*GOAL*. List each line of the records below that contains the word "green", copying every such line in full.

*THE INPUT*.
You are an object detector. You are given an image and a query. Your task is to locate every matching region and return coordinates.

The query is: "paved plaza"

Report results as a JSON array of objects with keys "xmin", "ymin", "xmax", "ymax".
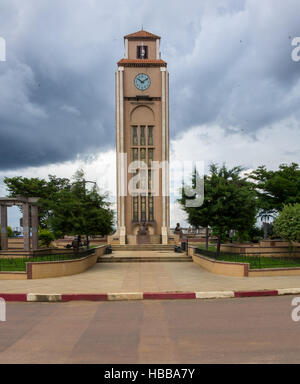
[
  {"xmin": 0, "ymin": 297, "xmax": 300, "ymax": 364},
  {"xmin": 0, "ymin": 255, "xmax": 300, "ymax": 294}
]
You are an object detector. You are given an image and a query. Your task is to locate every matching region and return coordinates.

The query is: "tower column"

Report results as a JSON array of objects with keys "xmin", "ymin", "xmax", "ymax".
[
  {"xmin": 31, "ymin": 205, "xmax": 39, "ymax": 251},
  {"xmin": 117, "ymin": 67, "xmax": 127, "ymax": 245},
  {"xmin": 161, "ymin": 68, "xmax": 169, "ymax": 244},
  {"xmin": 22, "ymin": 203, "xmax": 30, "ymax": 252},
  {"xmin": 1, "ymin": 204, "xmax": 8, "ymax": 251}
]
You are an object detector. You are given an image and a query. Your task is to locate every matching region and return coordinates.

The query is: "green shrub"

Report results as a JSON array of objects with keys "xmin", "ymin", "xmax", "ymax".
[{"xmin": 39, "ymin": 229, "xmax": 55, "ymax": 248}]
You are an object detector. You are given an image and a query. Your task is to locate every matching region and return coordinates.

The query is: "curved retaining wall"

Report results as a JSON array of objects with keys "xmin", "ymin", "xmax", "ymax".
[
  {"xmin": 0, "ymin": 245, "xmax": 107, "ymax": 280},
  {"xmin": 189, "ymin": 246, "xmax": 300, "ymax": 277}
]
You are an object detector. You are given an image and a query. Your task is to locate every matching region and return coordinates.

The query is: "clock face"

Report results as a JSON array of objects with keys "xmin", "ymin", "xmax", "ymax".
[{"xmin": 134, "ymin": 73, "xmax": 151, "ymax": 91}]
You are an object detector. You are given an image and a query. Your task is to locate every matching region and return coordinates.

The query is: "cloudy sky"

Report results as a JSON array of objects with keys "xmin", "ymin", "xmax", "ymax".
[{"xmin": 0, "ymin": 0, "xmax": 300, "ymax": 225}]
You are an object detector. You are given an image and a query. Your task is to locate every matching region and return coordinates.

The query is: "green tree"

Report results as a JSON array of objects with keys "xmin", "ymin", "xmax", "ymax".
[
  {"xmin": 274, "ymin": 204, "xmax": 300, "ymax": 242},
  {"xmin": 182, "ymin": 164, "xmax": 257, "ymax": 255},
  {"xmin": 48, "ymin": 172, "xmax": 114, "ymax": 243},
  {"xmin": 178, "ymin": 169, "xmax": 211, "ymax": 250},
  {"xmin": 4, "ymin": 175, "xmax": 70, "ymax": 228},
  {"xmin": 7, "ymin": 225, "xmax": 14, "ymax": 237},
  {"xmin": 4, "ymin": 170, "xmax": 114, "ymax": 244},
  {"xmin": 249, "ymin": 163, "xmax": 300, "ymax": 222},
  {"xmin": 39, "ymin": 229, "xmax": 55, "ymax": 248}
]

*THE OUTPUT*.
The query is: "green shrub"
The query is: "green tree"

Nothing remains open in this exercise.